EXERCISE DESCRIPTION ::
Find every line in the entries that contains the word "utility" and copy each such line.

Entries from a dataset ::

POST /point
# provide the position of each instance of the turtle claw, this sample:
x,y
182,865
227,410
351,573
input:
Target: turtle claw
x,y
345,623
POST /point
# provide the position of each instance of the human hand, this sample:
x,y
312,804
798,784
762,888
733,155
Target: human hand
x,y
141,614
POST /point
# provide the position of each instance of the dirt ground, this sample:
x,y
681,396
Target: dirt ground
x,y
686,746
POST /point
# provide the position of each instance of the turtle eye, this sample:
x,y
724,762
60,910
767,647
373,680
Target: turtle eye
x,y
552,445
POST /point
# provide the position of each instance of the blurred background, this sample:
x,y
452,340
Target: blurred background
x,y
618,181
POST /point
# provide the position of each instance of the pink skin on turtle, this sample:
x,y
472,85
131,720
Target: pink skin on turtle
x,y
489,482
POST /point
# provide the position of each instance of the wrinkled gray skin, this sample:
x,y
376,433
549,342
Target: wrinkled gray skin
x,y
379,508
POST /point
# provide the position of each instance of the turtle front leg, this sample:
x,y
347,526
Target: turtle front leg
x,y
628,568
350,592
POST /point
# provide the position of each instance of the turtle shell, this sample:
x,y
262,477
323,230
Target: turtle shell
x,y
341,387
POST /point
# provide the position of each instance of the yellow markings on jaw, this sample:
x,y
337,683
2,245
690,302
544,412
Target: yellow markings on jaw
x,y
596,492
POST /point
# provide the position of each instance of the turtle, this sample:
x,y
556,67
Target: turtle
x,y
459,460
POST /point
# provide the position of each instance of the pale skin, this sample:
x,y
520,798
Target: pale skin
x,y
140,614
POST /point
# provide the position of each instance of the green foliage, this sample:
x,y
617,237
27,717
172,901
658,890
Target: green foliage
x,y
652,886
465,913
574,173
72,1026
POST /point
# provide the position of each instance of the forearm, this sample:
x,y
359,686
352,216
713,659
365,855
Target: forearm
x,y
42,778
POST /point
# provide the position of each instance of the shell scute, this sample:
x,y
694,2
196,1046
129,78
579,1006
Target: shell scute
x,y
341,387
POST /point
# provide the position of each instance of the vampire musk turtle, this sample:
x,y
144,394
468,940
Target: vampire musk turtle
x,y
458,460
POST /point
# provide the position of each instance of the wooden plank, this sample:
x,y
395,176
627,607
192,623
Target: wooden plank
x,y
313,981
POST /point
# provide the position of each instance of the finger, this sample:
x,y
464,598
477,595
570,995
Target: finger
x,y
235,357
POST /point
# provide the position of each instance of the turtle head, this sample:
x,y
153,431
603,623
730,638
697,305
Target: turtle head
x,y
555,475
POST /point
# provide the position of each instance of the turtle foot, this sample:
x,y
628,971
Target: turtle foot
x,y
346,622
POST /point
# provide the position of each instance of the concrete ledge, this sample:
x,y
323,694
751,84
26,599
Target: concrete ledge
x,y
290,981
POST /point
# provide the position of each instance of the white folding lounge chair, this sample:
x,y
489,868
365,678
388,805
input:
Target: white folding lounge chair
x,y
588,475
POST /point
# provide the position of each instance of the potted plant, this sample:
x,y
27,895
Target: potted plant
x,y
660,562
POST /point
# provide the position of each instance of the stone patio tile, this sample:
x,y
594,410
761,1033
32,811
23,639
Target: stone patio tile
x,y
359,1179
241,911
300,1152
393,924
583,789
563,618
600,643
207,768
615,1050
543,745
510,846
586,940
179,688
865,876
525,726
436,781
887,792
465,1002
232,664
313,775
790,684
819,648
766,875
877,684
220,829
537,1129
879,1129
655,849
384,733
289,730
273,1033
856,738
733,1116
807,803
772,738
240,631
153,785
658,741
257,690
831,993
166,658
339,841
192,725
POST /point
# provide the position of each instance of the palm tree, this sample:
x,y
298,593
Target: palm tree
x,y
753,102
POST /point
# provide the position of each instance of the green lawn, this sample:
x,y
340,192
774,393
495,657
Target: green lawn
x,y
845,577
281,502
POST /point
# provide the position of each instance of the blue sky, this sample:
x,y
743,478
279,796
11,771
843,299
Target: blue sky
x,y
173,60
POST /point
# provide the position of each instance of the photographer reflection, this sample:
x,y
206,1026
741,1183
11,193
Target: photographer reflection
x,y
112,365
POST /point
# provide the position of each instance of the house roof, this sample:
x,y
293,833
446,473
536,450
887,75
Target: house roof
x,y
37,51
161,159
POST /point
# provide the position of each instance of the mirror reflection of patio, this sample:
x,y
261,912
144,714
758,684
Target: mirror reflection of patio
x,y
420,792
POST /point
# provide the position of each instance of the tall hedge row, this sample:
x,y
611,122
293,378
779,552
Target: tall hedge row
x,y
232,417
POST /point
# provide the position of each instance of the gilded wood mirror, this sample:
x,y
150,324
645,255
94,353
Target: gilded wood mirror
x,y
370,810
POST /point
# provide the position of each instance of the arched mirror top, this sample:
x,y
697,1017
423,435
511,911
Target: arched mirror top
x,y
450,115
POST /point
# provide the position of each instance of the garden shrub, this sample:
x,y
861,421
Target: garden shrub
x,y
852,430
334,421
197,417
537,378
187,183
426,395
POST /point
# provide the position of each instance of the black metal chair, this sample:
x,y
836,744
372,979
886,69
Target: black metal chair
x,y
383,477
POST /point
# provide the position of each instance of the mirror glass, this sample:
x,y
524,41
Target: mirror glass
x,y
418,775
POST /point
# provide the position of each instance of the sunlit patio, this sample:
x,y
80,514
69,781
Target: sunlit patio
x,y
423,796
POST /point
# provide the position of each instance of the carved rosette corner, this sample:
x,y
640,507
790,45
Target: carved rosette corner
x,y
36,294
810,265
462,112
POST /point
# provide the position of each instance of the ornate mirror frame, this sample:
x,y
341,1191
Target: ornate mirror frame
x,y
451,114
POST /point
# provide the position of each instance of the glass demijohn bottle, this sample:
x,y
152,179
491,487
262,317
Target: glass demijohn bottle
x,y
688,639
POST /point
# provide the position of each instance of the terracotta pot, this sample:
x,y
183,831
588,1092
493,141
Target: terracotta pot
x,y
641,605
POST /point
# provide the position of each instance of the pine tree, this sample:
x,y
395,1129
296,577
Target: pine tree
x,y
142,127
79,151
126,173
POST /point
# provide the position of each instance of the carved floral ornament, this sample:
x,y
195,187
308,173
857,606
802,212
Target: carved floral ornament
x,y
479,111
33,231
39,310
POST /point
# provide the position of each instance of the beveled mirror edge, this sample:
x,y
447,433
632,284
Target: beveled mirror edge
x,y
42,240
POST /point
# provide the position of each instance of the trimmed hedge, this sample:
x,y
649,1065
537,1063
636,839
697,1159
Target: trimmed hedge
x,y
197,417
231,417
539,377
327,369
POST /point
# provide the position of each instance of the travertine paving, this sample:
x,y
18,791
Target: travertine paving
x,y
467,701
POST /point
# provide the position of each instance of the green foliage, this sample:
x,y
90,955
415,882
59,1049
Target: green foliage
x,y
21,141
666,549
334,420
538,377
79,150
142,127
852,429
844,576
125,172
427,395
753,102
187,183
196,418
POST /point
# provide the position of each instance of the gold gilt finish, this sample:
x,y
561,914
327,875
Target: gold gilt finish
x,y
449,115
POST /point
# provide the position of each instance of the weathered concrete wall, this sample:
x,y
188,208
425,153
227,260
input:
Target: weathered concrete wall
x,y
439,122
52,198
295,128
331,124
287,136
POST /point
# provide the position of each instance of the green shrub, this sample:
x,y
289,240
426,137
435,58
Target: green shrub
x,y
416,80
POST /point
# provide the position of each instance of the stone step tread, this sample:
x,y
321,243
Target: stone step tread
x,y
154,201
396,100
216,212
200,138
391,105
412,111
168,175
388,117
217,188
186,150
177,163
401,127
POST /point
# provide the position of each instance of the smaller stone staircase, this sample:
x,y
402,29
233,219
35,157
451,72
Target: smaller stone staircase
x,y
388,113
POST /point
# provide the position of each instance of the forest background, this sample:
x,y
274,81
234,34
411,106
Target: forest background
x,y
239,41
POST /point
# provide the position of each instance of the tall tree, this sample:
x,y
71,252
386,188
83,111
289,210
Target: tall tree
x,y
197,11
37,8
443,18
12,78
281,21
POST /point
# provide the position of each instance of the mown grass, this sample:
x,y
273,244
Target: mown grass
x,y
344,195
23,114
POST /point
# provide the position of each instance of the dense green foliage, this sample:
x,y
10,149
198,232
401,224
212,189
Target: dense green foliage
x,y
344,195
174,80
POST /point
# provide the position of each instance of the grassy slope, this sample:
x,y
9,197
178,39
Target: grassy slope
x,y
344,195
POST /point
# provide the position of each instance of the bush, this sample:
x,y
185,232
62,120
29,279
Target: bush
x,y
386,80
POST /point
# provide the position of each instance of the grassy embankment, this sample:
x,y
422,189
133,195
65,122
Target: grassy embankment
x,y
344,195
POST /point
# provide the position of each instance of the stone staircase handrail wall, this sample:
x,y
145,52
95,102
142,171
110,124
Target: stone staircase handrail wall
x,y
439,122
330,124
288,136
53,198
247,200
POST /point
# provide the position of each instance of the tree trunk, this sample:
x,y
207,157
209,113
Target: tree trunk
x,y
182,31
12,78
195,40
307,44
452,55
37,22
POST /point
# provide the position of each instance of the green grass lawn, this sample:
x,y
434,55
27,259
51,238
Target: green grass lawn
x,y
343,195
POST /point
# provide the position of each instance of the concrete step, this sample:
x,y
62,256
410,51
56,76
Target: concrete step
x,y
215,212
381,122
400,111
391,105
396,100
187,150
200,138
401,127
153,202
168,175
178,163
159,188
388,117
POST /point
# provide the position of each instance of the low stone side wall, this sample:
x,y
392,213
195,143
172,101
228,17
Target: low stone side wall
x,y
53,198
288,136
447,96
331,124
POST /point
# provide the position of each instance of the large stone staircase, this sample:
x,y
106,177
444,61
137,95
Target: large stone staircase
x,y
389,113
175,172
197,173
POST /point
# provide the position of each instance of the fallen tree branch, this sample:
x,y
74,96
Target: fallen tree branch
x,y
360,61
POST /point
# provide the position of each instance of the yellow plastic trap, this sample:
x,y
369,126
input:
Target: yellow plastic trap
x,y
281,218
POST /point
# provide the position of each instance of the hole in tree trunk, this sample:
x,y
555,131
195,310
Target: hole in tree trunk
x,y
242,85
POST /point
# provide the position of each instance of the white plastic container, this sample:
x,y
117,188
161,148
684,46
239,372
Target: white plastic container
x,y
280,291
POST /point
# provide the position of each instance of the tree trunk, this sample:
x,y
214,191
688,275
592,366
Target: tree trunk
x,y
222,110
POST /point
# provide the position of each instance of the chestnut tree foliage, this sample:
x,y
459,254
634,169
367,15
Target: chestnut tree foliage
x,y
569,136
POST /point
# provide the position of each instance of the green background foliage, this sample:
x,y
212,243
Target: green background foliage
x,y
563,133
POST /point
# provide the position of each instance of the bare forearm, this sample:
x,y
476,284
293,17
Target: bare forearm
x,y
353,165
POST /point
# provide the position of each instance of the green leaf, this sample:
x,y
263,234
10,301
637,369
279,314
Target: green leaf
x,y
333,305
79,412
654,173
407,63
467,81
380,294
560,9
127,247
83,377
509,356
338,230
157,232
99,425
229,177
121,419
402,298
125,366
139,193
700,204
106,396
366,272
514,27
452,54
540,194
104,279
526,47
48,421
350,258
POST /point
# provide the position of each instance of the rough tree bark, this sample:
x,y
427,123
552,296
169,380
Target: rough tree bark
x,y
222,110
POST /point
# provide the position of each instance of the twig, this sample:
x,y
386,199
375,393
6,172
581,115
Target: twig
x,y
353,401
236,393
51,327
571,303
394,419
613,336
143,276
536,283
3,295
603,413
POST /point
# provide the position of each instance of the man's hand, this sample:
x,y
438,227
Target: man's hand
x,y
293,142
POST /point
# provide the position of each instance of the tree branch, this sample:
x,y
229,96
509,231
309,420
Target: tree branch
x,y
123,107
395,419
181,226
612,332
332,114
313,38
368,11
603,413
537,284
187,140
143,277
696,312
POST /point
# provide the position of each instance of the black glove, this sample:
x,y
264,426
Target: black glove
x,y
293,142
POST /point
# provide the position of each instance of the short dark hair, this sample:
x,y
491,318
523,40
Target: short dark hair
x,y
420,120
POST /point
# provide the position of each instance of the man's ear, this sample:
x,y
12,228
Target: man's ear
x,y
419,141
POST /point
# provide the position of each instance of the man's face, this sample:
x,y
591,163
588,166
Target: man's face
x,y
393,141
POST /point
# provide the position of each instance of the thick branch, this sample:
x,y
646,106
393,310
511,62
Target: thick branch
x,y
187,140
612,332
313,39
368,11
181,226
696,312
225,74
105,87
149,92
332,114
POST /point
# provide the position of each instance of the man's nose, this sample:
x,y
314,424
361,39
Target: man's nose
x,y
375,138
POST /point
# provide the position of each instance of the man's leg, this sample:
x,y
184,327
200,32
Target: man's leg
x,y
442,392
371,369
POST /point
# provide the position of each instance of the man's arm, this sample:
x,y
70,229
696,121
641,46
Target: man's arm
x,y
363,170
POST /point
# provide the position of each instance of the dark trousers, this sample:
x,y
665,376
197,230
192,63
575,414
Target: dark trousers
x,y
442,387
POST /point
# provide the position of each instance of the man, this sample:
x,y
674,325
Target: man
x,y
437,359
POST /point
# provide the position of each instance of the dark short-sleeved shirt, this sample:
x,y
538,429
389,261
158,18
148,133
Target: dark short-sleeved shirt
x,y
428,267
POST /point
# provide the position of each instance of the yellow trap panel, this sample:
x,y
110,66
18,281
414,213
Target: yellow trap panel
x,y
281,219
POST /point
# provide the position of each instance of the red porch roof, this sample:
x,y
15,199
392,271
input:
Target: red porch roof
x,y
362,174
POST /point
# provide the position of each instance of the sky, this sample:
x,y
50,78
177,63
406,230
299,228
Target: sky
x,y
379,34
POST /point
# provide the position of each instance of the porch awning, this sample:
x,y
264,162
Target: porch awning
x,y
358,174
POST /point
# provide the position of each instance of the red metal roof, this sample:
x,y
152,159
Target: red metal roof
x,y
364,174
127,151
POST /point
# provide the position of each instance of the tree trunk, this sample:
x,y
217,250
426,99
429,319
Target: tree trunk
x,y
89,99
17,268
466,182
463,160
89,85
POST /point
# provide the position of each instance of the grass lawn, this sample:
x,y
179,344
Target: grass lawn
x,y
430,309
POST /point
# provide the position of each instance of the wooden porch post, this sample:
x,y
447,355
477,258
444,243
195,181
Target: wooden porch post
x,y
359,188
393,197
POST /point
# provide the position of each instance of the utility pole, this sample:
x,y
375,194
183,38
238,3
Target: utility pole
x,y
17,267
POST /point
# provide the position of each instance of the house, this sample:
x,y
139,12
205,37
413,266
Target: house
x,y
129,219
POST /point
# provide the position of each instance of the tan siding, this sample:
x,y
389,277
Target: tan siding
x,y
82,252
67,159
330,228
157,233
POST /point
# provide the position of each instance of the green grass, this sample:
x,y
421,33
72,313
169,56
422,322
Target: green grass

CORRECT ANSWER ::
# provide the position of each instance of the utility pole, this sample:
Target: utility pole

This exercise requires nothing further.